Semarang (ANTARA) - Selepas salat Subuh, pagi itu Solikah (44) dengan sepeda motornya ke pasar membeli kebutuhan bahan makanan yang akan dimasaknya untuk dibagikan kepada anak-anak yang terindikasi dan mengarah stunting, mengacu dari data puskesmas setempat.

Menu makanan yang dimasak pun selalu berbeda setiap hari, berupa sayur mayur, buah, dan dobel  protein (hanya telur yang wajib selalu ada). Sementara pendamping protein lainnya bisa berupa ikan, daging ayam, dan daging sapi.

Ibu dua anak dari Desa Keser, Kecamatan Tunjungan, Kabupaten Blora, ini menceritakan pembagian makanan tinggi gizi tersebut telah dilakukan sejak tahun 2022. Ia mendapatkan anggaran Rp15 ribu per anak.

“Menu makanan yang diberikan berupa sayur yang selalu beda setiap harinya, lauk dobel protein. Hanya telur yang harus selalu ada. Untuk anak yang tidak suka telur, maka para kader PKK meminta kepada ibu atau neneknya agar terus mengenalkan telur ke anak. Buah juga selalu ada. Anggaran itu tidak pakai nasi, karena kalau di desa kan nasi punya sendiri-sendiri,” kata Solikah.

### Data yang Dikaji:
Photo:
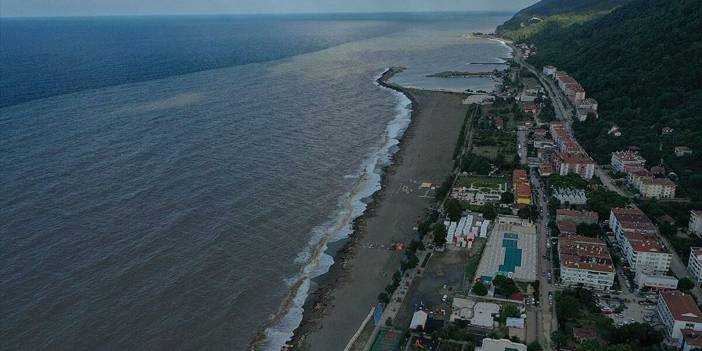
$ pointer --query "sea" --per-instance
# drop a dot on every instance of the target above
(173, 183)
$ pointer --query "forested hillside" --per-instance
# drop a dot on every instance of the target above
(535, 18)
(642, 63)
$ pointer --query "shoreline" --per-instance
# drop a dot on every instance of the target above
(320, 302)
(338, 249)
(319, 296)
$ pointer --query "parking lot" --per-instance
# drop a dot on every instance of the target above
(626, 309)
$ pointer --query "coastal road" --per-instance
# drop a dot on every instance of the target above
(545, 314)
(522, 146)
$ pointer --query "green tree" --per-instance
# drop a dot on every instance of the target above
(524, 212)
(534, 346)
(558, 338)
(507, 197)
(440, 234)
(686, 284)
(508, 310)
(454, 210)
(489, 212)
(504, 286)
(479, 289)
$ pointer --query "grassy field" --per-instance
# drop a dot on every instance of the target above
(493, 183)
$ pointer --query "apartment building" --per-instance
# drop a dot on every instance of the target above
(678, 311)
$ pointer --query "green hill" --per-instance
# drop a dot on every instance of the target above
(641, 62)
(543, 14)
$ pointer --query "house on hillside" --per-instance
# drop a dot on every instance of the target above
(681, 151)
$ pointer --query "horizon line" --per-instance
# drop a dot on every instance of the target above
(258, 14)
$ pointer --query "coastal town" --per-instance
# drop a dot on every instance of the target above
(533, 245)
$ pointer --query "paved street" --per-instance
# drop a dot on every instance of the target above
(546, 316)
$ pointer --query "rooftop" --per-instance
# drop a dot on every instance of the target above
(682, 306)
(581, 252)
(628, 156)
(576, 213)
(567, 227)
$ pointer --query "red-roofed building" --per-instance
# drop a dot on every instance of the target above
(622, 159)
(694, 264)
(579, 163)
(678, 311)
(692, 340)
(585, 261)
(695, 224)
(567, 227)
(587, 217)
(657, 188)
(644, 252)
(533, 108)
(521, 187)
(582, 335)
(499, 123)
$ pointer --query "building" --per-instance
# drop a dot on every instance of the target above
(655, 281)
(500, 345)
(579, 163)
(657, 188)
(585, 261)
(694, 264)
(578, 217)
(583, 112)
(484, 314)
(509, 251)
(643, 252)
(499, 123)
(621, 159)
(678, 311)
(695, 225)
(464, 232)
(629, 220)
(521, 187)
(692, 340)
(567, 227)
(681, 151)
(582, 335)
(533, 108)
(588, 103)
(419, 320)
(570, 196)
(549, 71)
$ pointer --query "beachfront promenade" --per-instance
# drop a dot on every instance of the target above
(425, 156)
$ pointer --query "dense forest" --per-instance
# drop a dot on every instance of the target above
(533, 19)
(641, 62)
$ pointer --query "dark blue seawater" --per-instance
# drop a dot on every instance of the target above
(168, 183)
(46, 57)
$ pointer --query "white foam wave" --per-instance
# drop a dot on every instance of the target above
(350, 206)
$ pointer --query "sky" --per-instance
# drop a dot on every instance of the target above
(21, 8)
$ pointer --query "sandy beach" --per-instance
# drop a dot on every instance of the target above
(362, 268)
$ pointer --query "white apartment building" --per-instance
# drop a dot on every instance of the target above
(695, 225)
(694, 264)
(678, 311)
(657, 188)
(644, 253)
(629, 220)
(622, 159)
(585, 261)
(549, 70)
(655, 280)
(500, 345)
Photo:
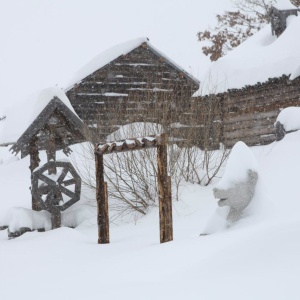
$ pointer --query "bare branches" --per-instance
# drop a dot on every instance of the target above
(234, 27)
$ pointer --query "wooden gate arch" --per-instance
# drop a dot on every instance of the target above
(164, 183)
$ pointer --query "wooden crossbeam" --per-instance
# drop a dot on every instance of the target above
(164, 183)
(131, 144)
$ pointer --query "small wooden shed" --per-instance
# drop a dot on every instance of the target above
(55, 128)
(132, 82)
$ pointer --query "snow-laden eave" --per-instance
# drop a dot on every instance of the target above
(124, 49)
(172, 63)
(284, 5)
(103, 59)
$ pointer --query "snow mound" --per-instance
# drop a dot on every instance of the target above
(284, 5)
(240, 161)
(289, 118)
(19, 117)
(259, 58)
(113, 53)
(106, 57)
(19, 217)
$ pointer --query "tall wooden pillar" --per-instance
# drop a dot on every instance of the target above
(51, 150)
(34, 163)
(102, 201)
(164, 192)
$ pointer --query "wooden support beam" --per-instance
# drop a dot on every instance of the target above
(34, 163)
(56, 218)
(164, 191)
(102, 201)
(51, 149)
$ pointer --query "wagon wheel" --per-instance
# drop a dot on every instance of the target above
(58, 191)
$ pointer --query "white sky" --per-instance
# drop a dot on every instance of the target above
(44, 42)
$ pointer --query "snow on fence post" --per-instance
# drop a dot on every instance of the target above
(102, 201)
(51, 149)
(164, 191)
(34, 163)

### Permintaan Tugas 1:
Cetak bagian bacaan tentang pembagian makanan bergizi di Blora mulai dari "Semarang (ANTARA) - Selepas" sampai "ribu per anak.", termasuk kedua batas tersebut, tanpa perubahan apa pun.
### Permintaan Tugas 2:
Jawablah pertanyaan berikut berdasarkan bacaan tentang pembagian makanan bergizi di Blora.
(a) Berapa anggaran yang diterima Solikah untuk setiap anak?
(b) Sejak tahun berapa pembagian makanan tinggi gizi itu dilakukan?
(c) Solikah berasal dari desa mana?
### Permintaan Tugas 3:
Tentukan apakah setiap pernyataan berikut sesuai dengan bacaan tentang pembagian makanan bergizi di Blora. Jawab ya atau tidak, lalu kutip kata-kata bacaan yang menjadi dasarnya.
(a) Anggaran per anak sudah mencakup nasi.
(b) Telur wajib selalu ada dalam menu.
(c) Solikah pergi ke pasar dengan sepeda motor.

### Jawaban Akhir 1:
Semarang (ANTARA) - Selepas salat Subuh, pagi itu Solikah (44) dengan sepeda motornya ke pasar membeli kebutuhan bahan makanan yang akan dimasaknya untuk dibagikan kepada anak-anak yang terindikasi dan mengarah stunting, mengacu dari data puskesmas setempat.

Menu makanan yang dimasak pun selalu berbeda setiap hari, berupa sayur mayur, buah, dan dobel  protein (hanya telur yang wajib selalu ada). Sementara pendamping protein lainnya bisa berupa ikan, daging ayam, dan daging sapi.

Ibu dua anak dari Desa Keser, Kecamatan Tunjungan, Kabupaten Blora, ini menceritakan pembagian makanan tinggi gizi tersebut telah dilakukan sejak tahun 2022. Ia mendapatkan anggaran Rp15 ribu per anak.

### Jawaban Akhir 2:
(a) Rp15 ribu per anak.
(b) Sejak tahun 2022.
(c) Desa Keser, Kecamatan Tunjungan, Kabupaten Blora.

### Jawaban Akhir 3:
(a) Tidak. "Anggaran itu tidak pakai nasi"
(b) Ya. "hanya telur yang wajib selalu ada"
(c) Ya. "dengan sepeda motornya ke pasar"